### WHAT TO DO
Output each entry exactly; skip nothing.

### INFORMATION
[Start of Attachment]

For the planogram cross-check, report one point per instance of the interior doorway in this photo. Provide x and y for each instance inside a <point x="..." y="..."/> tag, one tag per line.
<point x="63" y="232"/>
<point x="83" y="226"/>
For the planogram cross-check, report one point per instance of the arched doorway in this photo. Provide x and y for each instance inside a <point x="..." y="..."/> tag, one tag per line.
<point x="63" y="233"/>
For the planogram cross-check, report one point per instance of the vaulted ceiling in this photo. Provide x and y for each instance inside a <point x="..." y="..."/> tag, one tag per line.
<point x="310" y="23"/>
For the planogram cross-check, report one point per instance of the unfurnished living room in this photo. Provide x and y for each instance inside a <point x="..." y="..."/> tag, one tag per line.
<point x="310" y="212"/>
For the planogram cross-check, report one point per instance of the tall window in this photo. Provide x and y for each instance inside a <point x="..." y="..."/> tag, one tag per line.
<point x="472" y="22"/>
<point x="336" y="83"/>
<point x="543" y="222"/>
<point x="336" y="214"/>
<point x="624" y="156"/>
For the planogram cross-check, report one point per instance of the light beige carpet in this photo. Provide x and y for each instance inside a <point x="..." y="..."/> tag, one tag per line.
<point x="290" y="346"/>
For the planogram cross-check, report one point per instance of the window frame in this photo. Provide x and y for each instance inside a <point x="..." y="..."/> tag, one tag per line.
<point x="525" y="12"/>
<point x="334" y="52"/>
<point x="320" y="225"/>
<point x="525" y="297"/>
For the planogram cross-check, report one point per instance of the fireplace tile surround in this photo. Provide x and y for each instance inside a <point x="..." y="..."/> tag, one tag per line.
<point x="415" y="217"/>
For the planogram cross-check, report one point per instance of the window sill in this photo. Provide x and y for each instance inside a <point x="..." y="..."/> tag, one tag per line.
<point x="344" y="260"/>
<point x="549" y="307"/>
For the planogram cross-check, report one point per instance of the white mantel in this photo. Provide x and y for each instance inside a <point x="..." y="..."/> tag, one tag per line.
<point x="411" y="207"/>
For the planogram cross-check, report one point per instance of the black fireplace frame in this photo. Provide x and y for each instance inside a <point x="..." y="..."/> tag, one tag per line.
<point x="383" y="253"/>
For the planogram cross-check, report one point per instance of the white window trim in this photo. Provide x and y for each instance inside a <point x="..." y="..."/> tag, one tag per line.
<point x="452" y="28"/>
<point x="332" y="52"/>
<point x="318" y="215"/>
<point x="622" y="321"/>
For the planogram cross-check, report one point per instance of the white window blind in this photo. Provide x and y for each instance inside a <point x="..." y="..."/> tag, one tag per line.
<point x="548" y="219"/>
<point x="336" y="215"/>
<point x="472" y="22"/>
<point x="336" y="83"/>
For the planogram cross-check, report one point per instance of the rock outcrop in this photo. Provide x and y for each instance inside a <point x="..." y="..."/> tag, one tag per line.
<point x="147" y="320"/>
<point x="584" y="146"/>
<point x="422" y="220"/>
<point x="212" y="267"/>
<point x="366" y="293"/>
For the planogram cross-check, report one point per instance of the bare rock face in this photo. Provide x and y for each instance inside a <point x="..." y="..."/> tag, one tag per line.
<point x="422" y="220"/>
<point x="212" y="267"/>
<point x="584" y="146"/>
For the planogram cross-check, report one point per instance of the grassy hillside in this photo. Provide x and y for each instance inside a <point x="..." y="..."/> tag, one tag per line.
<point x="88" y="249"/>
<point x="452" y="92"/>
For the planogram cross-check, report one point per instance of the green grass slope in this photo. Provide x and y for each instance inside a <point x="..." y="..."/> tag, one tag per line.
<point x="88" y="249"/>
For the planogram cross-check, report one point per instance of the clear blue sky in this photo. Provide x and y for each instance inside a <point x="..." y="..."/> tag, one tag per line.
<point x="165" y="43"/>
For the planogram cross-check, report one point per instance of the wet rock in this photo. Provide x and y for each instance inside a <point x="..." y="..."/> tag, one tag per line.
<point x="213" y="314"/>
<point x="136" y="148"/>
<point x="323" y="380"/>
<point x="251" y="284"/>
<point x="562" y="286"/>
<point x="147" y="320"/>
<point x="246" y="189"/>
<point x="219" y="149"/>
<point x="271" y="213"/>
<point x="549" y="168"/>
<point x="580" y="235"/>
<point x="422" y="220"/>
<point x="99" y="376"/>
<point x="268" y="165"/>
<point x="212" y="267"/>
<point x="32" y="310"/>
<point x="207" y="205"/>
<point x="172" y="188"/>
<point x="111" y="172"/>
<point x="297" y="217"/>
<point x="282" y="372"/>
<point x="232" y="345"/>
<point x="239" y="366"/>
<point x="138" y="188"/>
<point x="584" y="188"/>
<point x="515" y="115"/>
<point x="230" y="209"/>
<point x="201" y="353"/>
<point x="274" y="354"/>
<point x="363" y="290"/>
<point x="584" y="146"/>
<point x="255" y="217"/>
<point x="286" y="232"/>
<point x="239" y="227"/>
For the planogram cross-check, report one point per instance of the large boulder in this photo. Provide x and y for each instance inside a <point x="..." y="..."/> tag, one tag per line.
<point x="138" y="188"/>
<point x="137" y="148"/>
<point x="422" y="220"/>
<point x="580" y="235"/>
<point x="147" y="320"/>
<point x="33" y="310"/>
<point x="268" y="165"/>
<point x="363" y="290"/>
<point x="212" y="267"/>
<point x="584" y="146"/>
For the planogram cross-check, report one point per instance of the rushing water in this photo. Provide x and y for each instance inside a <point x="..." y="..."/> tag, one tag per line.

[End of Attachment]

### RESPONSE
For the planogram cross-check, report one point per instance of the interior doorway in this photo. Provide x and y for each instance inside a <point x="..." y="..."/> tag, one tag per line.
<point x="63" y="232"/>
<point x="83" y="226"/>
For the planogram cross-check, report one point per instance of the arched doorway in this photo. Provide x and y for each instance inside a <point x="..." y="..."/> tag, one tag per line.
<point x="63" y="233"/>
For the planogram cross-check, report one point per instance of the vaulted ceiling in this photo. Provide x and y for each instance inside a <point x="..." y="..."/> tag, one tag per line.
<point x="310" y="23"/>
For the planogram cross-check, report one point per instance of the unfurnished living room in this photo. Provide x and y for each instance inside a <point x="..." y="..."/> tag, one tag per line.
<point x="310" y="212"/>
For the planogram cross-check, report one point per instance of the tall window in this photo. Provide x and y for each instance inside a <point x="..." y="..."/> tag, one tag per line.
<point x="472" y="22"/>
<point x="336" y="83"/>
<point x="543" y="222"/>
<point x="336" y="214"/>
<point x="624" y="156"/>
For the planogram cross-check, report one point per instance of the light beige carpet in this photo. Provide x and y for each instance inside a <point x="..." y="..."/> tag, one tag per line.
<point x="290" y="346"/>
For the planogram cross-check, report one point per instance of the window frame in this photo. Provide x and y for each instance inside a <point x="..." y="..."/> tag, one tag per line.
<point x="525" y="12"/>
<point x="334" y="52"/>
<point x="320" y="225"/>
<point x="525" y="297"/>
For the planogram cross-check, report one point per instance of the fireplace tile surround in this photo. Provide x and y for each instance inside a <point x="..." y="..."/> tag, one tag per line.
<point x="415" y="217"/>
For the planogram cross-check, report one point per instance of the window sill in this photo. Provide x and y for each instance inside a <point x="..." y="..."/> tag, one tag per line.
<point x="344" y="260"/>
<point x="549" y="307"/>
For the planogram cross-check, report one point per instance of the white mantel in this photo. Provide x and y for each instance inside a <point x="..." y="..."/> tag, one tag per line.
<point x="411" y="207"/>
For the planogram cross-check, report one point per instance of the black fireplace frame in this photo. Provide x and y for each instance inside a <point x="..." y="..."/> tag, one tag per line.
<point x="383" y="253"/>
For the planogram cross-check, report one point per instance of the white window trim in this photo. Provide x and y for each instance inside a <point x="..." y="..."/> tag, one tag per line.
<point x="452" y="28"/>
<point x="332" y="52"/>
<point x="318" y="215"/>
<point x="622" y="321"/>
For the planogram cross-check, report one point per instance of the white window blind in this photo. Provide x and y for each instance inside a <point x="..." y="..."/> tag, one tag per line.
<point x="548" y="219"/>
<point x="336" y="215"/>
<point x="472" y="22"/>
<point x="336" y="83"/>
For the planogram cross-check, report one point per instance of the rock outcrop in this photo. Provide x and y for each instance inside a <point x="..." y="..."/> tag, one tag per line.
<point x="147" y="320"/>
<point x="584" y="146"/>
<point x="422" y="220"/>
<point x="212" y="267"/>
<point x="366" y="293"/>
For the planogram cross-check, report one point per instance of the bare rock face in this photo. Provide x and y for each instance inside a <point x="..." y="..."/> tag, one tag per line.
<point x="422" y="220"/>
<point x="212" y="267"/>
<point x="584" y="146"/>
For the planogram cross-check, report one point per instance of the grassy hillside in this photo. Provide x and y for each instance inside a <point x="..." y="..."/> tag, one tag per line.
<point x="88" y="249"/>
<point x="452" y="92"/>
For the planogram cross-check, report one point per instance of the green grass slope in this photo. Provide x and y for each instance inside a <point x="..." y="..."/> tag, one tag per line.
<point x="88" y="249"/>
For the planogram cross-check, report one point per instance of the clear blue sky in this photo. Provide x and y for each instance inside a <point x="..." y="..."/> tag, one tag per line.
<point x="165" y="43"/>
For the planogram cross-check, report one point per instance of the wet rock in this photo. Provide x and y for each instance inside a <point x="..." y="..."/> tag, one tag per line.
<point x="213" y="314"/>
<point x="136" y="148"/>
<point x="323" y="380"/>
<point x="251" y="284"/>
<point x="562" y="286"/>
<point x="147" y="320"/>
<point x="246" y="189"/>
<point x="219" y="149"/>
<point x="271" y="213"/>
<point x="549" y="168"/>
<point x="580" y="235"/>
<point x="422" y="220"/>
<point x="99" y="376"/>
<point x="268" y="165"/>
<point x="212" y="267"/>
<point x="32" y="310"/>
<point x="207" y="205"/>
<point x="172" y="188"/>
<point x="111" y="172"/>
<point x="297" y="217"/>
<point x="282" y="372"/>
<point x="232" y="345"/>
<point x="239" y="366"/>
<point x="138" y="188"/>
<point x="584" y="188"/>
<point x="515" y="115"/>
<point x="230" y="209"/>
<point x="201" y="353"/>
<point x="274" y="354"/>
<point x="363" y="290"/>
<point x="584" y="146"/>
<point x="255" y="217"/>
<point x="286" y="232"/>
<point x="239" y="227"/>
For the planogram cross-check, report one point per instance of the large boulder in this photo. Provide x and y for each instance inside a <point x="..." y="..."/> tag, one tag per line.
<point x="138" y="188"/>
<point x="137" y="148"/>
<point x="422" y="220"/>
<point x="580" y="235"/>
<point x="147" y="320"/>
<point x="33" y="310"/>
<point x="268" y="165"/>
<point x="363" y="290"/>
<point x="212" y="267"/>
<point x="584" y="146"/>
For the planogram cross-check, report one point per instance of the rushing water in this photo. Provide x and y for each instance inside a <point x="..." y="..."/> tag, one tag per line.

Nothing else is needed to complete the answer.